**What is required:** Convert the records below into a two-column CSV with the headers instruction and points, one row per record, putting each record's text and its answer into a single quoted field with line breaks replaced by spaces. Leave the pictures out.

**Records supplied:**

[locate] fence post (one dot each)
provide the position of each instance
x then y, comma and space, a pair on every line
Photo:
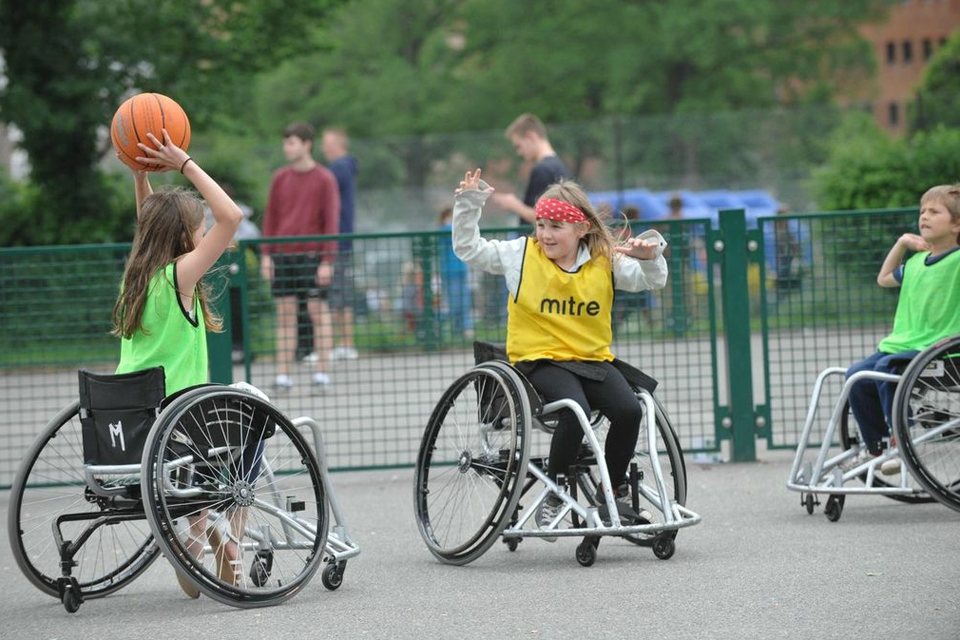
735, 297
425, 250
219, 345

**Solution to this task:**
instruction,points
"[locate] fence post (one dot each) provide the position of each instance x then y, comma and space, a pair on every line Photo:","735, 297 425, 250 219, 345"